■ WORK ORDER ■
Collect all lines below with the string "entrance".

■ STUDY MATERIAL ■

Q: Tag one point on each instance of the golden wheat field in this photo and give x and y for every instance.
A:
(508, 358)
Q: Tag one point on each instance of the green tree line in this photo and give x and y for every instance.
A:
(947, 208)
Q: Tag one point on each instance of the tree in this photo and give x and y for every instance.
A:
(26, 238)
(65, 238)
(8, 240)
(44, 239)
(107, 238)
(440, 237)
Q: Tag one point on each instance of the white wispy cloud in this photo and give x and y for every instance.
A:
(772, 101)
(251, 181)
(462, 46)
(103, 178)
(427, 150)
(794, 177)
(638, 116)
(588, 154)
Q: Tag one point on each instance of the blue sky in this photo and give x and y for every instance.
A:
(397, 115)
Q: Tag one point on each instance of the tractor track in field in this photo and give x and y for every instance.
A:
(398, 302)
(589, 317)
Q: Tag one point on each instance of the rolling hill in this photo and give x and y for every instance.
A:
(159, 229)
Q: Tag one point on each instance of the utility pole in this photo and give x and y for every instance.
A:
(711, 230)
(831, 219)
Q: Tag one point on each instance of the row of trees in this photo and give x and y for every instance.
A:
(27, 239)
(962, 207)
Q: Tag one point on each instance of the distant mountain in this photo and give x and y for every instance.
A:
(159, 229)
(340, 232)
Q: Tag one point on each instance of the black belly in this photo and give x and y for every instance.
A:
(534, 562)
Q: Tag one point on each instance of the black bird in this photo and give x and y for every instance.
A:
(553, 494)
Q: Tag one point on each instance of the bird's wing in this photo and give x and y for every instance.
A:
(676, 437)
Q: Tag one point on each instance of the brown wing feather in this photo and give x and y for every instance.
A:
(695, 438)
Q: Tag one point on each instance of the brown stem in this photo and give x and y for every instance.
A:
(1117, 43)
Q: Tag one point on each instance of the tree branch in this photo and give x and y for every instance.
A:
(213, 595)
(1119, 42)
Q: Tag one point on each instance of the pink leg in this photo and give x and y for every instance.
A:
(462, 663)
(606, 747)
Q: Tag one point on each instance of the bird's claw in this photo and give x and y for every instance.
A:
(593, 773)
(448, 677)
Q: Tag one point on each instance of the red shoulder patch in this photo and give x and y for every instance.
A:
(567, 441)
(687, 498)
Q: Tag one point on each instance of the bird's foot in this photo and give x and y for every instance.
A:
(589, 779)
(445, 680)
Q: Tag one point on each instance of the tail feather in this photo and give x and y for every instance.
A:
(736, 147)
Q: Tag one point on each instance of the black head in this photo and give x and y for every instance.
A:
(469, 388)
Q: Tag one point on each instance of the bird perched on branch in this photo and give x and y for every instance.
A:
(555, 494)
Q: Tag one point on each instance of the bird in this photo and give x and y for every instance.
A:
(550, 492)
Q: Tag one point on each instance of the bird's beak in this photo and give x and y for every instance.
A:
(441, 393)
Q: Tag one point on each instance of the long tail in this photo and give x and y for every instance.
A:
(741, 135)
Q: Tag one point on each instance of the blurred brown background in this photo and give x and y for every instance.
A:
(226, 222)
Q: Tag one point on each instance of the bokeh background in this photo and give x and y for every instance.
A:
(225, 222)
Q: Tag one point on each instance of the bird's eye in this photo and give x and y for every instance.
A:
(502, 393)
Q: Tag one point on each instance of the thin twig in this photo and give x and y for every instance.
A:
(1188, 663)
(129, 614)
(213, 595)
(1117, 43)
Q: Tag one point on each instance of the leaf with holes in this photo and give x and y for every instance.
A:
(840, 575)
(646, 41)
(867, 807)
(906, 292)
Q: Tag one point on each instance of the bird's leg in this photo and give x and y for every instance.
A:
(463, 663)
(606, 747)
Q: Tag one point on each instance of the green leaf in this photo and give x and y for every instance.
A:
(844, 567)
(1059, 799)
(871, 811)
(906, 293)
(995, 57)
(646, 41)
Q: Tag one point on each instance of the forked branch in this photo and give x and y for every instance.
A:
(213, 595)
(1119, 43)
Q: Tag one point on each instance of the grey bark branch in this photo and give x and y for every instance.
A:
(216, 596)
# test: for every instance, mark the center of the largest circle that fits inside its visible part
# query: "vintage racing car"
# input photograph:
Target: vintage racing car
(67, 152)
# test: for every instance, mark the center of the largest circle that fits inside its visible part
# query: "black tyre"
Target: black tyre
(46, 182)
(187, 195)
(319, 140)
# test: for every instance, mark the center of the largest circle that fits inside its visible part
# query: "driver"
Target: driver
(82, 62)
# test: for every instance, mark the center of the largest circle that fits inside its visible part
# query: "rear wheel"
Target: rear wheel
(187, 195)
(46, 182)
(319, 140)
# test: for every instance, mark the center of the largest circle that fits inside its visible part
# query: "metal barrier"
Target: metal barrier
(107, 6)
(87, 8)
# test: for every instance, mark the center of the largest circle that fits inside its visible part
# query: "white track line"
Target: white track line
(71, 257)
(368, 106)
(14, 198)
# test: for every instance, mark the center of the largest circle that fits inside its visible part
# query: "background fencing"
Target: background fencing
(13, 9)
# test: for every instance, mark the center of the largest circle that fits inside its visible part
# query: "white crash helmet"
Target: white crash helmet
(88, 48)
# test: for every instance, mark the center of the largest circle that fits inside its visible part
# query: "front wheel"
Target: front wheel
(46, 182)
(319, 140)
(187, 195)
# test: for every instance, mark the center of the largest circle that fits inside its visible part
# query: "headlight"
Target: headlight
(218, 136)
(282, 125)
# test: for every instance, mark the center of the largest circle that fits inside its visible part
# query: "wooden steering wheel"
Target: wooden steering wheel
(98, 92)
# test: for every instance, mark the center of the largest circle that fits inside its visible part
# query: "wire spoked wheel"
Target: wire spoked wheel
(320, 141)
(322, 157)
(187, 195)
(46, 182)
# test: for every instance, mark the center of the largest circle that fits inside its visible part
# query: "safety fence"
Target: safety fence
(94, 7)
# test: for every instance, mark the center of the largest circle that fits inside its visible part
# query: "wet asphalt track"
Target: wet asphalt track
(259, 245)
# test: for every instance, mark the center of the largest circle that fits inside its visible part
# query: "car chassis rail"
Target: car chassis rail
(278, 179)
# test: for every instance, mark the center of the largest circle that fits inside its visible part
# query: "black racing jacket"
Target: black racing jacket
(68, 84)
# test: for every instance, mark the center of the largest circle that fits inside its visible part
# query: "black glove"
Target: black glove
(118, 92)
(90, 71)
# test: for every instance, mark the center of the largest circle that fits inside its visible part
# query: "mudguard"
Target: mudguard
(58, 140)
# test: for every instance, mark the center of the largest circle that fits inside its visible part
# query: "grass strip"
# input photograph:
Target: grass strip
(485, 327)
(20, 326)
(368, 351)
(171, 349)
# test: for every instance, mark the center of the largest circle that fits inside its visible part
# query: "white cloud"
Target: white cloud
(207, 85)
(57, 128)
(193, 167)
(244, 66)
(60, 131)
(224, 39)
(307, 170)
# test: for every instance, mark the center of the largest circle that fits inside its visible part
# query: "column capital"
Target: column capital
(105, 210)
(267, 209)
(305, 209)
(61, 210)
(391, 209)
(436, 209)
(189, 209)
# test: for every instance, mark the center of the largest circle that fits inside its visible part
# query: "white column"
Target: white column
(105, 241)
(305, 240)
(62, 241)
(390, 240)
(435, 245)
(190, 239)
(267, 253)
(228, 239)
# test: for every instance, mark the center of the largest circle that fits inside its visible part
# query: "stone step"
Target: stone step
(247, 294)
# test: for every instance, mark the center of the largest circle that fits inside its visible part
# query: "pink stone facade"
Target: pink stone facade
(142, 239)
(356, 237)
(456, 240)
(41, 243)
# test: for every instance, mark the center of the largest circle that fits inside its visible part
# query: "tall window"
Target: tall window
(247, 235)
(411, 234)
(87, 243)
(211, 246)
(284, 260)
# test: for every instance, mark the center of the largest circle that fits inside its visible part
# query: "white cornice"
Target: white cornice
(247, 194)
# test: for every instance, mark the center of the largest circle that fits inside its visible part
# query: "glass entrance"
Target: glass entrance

■ TASK OUTPUT ■
# query: "glass entrance"
Target: glass entrance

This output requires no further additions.